** begin Provided passage **
In heating steel to harden it, especial care is necessary, particularly when the tool is one finished to size, if its form is slight or irregular, or if it is a very long one, because unless the conditions both of heating and cooling be such that the temperature is raised and lowered uniformly throughout the mass, a change of form known as warping will ensue. If one part gets hotter than another it expands more, and the form of the steel undergoes the change necessary to accommodate this local expansion, and this alteration of shape becomes permanent. In work finished and fitted this is of very great consideration, and, in the case of tools, it often assumes sufficient importance to entirely destroy their value. If, then, an article has a thin side, it requires to be so manipulated in the fire that such side shall not become heated in advance of the rest of the body of the metal, or it will become locally distorted or warped, because, though there may exist but little difference in the temperature of the various parts, the more solid parts are too strong to give way to permit the expansion: hence the latter is accommodated at the expense of the form of the weakest part of the article.

Pieces, such as long taps, are very apt to warp both in the fire and in the water. In heating, they should rest upon an even bed of coked coal, and be revolved almost continuously while moved endways in the fire; or when the length is excessive, they may be rested in a heated tube, so that they may not bend of their own weight. So, likewise, spirals may be heated upon cylindrical pieces of iron or tubes to prevent their own weight from bending or disarranging the coils.
** end Provided passage **
*Task to complete*. Give back the portion of the steel-hardening passage above, beginning at "Pieces, such as" and finishing at "disarranging the coils.", word for word.
** begin Excerpted data **
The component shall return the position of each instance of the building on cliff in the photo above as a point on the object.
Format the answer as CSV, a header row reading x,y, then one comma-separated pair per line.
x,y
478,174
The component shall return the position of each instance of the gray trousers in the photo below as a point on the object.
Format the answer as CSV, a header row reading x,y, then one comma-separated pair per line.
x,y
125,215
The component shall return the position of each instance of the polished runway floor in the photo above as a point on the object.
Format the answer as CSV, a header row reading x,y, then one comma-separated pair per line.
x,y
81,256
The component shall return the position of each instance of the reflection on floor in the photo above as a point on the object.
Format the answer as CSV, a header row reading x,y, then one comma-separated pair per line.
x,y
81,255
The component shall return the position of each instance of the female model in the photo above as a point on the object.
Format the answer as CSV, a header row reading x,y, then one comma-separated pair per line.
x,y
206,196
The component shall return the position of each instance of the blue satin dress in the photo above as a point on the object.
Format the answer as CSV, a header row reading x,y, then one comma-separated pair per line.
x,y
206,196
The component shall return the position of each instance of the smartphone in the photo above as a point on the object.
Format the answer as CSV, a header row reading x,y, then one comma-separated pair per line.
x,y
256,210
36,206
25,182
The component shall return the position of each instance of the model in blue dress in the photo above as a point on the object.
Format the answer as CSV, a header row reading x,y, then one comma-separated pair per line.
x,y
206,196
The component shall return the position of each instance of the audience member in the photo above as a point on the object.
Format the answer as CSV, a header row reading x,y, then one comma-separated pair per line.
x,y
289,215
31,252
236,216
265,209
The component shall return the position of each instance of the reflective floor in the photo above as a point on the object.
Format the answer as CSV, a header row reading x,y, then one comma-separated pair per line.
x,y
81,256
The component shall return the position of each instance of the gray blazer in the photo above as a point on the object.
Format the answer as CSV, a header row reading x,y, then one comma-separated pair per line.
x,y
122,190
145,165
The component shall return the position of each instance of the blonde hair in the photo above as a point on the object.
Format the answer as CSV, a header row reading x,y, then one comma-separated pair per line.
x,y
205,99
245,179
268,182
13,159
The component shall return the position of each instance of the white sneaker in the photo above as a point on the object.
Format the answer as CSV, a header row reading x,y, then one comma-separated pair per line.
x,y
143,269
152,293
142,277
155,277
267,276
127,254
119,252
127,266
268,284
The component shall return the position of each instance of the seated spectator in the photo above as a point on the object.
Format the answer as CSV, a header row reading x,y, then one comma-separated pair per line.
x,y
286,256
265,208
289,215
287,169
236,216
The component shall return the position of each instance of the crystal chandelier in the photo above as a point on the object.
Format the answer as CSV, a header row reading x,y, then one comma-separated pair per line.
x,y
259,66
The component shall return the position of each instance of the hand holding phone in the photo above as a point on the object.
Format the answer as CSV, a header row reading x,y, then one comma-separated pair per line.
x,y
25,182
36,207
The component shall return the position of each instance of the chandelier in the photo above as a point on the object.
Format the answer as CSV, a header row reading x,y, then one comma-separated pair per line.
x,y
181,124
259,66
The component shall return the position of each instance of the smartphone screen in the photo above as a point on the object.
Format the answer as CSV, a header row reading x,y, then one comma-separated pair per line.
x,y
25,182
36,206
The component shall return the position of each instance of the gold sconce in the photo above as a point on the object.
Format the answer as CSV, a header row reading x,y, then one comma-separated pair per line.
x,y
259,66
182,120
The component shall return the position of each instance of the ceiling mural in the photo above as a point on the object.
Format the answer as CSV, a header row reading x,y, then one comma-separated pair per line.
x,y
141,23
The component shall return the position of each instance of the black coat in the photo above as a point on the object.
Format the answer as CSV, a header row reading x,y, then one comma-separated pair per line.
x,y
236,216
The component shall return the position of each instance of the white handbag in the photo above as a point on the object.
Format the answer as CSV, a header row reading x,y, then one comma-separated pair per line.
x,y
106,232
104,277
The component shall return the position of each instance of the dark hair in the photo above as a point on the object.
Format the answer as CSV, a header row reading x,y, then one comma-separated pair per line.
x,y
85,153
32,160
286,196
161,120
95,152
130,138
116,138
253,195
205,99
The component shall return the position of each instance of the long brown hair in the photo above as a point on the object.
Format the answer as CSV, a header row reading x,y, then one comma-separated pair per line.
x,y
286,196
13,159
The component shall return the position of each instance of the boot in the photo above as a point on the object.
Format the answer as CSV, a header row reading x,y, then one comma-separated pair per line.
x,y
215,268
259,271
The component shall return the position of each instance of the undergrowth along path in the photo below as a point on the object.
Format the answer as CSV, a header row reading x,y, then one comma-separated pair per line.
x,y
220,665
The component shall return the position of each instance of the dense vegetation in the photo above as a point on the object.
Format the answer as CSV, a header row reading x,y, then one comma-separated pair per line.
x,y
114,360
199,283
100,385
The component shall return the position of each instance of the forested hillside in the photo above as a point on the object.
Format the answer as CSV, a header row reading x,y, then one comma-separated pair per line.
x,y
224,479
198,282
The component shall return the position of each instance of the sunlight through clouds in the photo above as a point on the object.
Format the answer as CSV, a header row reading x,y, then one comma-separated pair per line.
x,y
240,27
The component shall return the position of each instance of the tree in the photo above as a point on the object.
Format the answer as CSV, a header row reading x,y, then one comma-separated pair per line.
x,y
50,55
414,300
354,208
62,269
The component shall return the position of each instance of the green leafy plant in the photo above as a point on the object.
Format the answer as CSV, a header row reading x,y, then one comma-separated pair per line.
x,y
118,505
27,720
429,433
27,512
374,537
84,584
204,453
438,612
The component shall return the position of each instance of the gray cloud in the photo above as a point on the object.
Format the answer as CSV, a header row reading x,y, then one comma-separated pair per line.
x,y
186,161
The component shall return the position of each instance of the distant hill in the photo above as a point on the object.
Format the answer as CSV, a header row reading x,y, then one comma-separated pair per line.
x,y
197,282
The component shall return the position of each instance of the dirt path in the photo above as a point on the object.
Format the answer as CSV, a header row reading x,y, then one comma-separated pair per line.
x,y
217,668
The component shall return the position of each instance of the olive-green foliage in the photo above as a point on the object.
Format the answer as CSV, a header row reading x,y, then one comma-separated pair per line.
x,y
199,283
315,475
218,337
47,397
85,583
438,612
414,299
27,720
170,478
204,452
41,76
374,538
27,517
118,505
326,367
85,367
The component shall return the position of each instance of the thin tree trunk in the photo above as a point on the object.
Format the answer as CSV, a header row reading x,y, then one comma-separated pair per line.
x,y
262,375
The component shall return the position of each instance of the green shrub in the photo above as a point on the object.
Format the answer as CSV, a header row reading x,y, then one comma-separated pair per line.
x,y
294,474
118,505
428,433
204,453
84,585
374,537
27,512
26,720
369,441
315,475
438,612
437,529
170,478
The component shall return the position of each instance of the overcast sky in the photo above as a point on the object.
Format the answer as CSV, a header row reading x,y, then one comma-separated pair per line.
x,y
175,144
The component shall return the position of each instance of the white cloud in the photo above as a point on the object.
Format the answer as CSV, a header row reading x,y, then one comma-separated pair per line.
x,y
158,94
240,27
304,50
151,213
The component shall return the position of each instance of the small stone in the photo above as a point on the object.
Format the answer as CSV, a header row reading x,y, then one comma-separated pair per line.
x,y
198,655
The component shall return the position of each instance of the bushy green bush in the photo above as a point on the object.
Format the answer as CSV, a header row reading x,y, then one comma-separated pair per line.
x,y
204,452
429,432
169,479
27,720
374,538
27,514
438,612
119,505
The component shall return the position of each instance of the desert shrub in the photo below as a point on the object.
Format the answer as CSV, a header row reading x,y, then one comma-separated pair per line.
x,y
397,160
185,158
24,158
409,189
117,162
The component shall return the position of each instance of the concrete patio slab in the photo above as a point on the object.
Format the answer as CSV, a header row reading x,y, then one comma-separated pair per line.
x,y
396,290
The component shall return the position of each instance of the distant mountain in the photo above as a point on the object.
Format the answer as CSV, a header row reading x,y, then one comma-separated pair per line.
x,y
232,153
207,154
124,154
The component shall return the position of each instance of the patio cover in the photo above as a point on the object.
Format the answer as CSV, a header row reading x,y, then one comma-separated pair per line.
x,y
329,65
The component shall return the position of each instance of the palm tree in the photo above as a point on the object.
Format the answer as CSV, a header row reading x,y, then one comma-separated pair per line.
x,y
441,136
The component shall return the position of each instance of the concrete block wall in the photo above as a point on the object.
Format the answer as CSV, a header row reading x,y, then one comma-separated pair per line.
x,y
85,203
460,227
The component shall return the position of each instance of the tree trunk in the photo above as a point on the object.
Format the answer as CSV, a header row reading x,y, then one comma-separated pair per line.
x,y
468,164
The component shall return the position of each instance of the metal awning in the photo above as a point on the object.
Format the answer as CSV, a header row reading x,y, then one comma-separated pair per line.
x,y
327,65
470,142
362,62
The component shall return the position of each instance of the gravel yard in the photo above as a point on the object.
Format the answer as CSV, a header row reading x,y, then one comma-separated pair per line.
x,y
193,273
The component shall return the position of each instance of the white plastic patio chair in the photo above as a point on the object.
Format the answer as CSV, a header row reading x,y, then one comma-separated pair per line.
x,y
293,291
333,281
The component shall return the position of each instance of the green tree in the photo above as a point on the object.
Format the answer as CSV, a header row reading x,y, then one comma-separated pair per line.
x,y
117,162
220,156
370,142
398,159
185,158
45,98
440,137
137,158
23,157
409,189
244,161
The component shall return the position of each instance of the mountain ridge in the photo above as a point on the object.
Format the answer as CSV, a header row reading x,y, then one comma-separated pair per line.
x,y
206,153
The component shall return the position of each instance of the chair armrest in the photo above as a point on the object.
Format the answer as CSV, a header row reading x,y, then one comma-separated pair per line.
** end Excerpted data **
*Solved exercise*.
Pieces, such as long taps, are very apt to warp both in the fire and in the water. In heating, they should rest upon an even bed of coked coal, and be revolved almost continuously while moved endways in the fire; or when the length is excessive, they may be rested in a heated tube, so that they may not bend of their own weight. So, likewise, spirals may be heated upon cylindrical pieces of iron or tubes to prevent their own weight from bending or disarranging the coils.